■ Written task ■
Reproduce the stretch of the listing from its first line through the line containing "box: [100, 353, 111, 366]", switching "target" to "object" and leaving everything else unchanged.

■ Dataset records ■

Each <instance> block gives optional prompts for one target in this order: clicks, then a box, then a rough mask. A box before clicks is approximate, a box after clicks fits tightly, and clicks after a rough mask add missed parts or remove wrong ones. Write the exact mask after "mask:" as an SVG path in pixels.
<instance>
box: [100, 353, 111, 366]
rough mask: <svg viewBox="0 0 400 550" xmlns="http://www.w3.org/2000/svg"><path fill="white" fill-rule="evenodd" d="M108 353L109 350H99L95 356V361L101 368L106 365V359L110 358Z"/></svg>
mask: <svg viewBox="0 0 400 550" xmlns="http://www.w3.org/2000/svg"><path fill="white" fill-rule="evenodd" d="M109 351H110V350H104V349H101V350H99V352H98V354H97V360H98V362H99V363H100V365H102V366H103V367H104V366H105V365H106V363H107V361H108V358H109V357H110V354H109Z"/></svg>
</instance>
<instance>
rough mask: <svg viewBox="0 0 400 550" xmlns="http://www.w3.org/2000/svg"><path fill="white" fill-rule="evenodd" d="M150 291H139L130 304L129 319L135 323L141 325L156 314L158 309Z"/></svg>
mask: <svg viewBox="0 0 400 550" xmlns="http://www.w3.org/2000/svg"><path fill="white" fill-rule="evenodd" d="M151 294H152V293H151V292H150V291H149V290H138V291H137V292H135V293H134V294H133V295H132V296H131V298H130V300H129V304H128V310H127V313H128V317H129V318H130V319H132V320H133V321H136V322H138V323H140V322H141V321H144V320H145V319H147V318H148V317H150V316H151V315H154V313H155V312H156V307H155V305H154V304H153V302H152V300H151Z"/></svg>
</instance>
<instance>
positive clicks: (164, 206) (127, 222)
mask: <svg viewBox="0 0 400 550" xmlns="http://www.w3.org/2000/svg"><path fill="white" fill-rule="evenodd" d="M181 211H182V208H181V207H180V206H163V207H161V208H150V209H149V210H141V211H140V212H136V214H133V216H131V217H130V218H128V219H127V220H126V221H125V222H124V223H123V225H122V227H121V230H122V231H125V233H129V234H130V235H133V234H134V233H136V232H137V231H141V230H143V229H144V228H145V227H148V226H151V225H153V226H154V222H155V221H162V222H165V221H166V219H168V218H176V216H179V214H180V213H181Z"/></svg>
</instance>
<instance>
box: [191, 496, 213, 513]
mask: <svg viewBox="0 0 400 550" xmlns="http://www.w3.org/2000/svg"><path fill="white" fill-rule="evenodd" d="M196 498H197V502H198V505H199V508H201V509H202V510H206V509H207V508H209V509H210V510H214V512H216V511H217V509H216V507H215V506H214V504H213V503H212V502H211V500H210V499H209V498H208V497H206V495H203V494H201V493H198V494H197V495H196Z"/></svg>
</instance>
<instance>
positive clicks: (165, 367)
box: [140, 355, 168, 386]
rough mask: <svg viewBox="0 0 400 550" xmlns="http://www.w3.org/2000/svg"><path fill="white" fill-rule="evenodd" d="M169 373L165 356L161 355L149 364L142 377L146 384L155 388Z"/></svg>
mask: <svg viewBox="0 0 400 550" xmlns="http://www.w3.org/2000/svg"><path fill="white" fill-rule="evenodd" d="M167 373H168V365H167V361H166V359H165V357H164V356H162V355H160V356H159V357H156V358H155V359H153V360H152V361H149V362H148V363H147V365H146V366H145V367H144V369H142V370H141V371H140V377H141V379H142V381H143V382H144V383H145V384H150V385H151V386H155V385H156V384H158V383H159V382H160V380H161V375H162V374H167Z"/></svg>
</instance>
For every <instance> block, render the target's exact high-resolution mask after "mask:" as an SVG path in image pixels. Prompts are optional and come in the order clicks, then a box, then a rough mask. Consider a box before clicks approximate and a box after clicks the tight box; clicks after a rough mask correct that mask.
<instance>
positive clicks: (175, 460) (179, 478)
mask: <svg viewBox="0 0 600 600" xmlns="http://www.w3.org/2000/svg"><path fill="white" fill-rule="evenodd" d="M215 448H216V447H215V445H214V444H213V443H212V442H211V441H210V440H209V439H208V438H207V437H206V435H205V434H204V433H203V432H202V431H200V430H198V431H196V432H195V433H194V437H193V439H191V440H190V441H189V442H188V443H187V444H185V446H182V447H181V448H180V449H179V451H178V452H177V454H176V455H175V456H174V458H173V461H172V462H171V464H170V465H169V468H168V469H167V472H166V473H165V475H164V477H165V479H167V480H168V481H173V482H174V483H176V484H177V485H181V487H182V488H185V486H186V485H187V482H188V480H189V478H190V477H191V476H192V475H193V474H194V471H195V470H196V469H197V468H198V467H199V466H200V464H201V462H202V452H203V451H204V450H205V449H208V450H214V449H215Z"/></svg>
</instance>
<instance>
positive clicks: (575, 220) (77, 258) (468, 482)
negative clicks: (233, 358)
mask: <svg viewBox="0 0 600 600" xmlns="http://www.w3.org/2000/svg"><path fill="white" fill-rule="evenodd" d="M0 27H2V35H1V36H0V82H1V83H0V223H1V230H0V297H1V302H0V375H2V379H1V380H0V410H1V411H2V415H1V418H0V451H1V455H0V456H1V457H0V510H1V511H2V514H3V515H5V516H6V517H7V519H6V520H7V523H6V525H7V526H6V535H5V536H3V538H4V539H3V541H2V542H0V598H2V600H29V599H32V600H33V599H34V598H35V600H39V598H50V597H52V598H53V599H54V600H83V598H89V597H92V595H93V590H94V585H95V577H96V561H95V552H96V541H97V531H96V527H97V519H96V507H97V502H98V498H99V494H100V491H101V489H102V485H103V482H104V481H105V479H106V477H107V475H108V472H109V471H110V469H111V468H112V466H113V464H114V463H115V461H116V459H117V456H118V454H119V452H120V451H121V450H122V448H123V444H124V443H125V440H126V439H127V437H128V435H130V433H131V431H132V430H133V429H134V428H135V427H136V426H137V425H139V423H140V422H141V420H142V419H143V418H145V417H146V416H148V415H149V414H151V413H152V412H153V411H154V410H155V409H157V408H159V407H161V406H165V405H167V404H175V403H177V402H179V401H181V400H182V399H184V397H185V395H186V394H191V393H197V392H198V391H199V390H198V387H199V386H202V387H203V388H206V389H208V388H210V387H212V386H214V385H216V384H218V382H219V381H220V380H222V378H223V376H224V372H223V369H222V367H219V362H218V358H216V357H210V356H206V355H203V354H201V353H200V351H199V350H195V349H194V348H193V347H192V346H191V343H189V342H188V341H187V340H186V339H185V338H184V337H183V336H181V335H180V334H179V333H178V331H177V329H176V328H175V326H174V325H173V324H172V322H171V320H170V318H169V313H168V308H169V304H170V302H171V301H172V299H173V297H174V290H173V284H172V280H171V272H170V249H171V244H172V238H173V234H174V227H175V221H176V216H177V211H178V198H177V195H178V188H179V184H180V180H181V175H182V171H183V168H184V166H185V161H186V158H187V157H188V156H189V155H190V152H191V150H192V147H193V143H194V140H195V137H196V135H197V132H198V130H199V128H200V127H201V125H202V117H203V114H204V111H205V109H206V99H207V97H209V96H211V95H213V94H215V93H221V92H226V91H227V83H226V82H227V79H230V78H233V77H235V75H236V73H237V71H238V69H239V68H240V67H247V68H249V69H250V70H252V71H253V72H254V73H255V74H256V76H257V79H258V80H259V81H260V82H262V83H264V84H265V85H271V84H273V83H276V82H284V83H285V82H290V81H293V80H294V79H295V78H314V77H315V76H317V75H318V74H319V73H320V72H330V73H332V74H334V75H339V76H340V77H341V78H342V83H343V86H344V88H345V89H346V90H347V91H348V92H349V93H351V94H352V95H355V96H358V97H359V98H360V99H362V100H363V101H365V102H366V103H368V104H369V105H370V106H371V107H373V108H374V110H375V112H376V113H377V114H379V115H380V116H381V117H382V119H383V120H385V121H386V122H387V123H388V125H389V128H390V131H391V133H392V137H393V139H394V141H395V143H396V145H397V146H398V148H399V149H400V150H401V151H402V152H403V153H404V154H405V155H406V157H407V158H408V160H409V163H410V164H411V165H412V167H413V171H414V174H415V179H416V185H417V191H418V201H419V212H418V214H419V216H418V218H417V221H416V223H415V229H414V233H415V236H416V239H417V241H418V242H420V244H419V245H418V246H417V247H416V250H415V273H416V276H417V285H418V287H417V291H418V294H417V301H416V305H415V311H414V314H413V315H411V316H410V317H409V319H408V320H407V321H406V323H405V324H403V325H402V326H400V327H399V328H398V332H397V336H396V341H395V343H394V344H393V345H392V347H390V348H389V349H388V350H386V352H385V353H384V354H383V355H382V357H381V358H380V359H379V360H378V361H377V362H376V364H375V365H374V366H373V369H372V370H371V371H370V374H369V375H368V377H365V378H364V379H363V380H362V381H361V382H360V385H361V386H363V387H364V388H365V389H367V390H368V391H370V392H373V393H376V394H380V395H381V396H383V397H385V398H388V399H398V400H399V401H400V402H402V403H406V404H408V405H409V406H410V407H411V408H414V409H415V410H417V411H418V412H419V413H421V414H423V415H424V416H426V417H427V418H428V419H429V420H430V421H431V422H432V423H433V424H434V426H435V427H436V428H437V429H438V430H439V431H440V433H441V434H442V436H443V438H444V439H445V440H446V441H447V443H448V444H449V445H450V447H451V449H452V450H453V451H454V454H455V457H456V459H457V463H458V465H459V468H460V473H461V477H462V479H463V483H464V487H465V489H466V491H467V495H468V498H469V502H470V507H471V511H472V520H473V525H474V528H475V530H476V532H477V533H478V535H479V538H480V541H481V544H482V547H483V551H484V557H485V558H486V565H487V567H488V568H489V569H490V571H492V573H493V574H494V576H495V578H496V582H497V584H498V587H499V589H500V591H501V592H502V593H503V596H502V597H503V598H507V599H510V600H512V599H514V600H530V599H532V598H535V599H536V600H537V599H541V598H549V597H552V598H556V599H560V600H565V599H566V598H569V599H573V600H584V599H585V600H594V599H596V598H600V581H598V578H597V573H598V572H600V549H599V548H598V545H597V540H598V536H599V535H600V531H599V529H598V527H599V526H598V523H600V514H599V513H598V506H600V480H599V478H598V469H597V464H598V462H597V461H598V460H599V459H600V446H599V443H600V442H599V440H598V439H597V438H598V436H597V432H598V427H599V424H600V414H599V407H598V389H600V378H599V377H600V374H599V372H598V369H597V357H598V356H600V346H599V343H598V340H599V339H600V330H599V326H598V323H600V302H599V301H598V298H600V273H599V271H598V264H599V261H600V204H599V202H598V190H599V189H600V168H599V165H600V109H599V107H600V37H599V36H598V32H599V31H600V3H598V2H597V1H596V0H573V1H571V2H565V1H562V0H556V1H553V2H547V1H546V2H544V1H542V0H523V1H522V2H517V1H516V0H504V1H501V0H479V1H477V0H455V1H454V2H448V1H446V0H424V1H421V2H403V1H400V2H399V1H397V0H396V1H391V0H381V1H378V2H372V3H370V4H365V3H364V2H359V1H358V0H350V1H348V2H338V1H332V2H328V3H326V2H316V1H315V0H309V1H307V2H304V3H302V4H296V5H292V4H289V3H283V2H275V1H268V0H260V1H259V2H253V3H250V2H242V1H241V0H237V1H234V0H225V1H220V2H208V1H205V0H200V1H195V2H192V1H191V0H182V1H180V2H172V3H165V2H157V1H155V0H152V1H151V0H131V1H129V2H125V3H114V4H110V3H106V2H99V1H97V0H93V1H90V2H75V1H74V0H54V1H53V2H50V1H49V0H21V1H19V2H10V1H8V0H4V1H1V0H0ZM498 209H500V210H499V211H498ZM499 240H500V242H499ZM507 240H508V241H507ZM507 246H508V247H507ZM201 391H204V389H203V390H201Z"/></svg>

■ Answer box ■
Each <instance> block gives optional prompts for one object in this order: clicks, then a box, then a rough mask. A box before clicks is approximate, a box after clicks fits tightly, and clicks after a rough mask add missed parts or remove wrong ones. Write the exact mask after "mask:" as an SVG path in pixels.
<instance>
box: [100, 353, 111, 366]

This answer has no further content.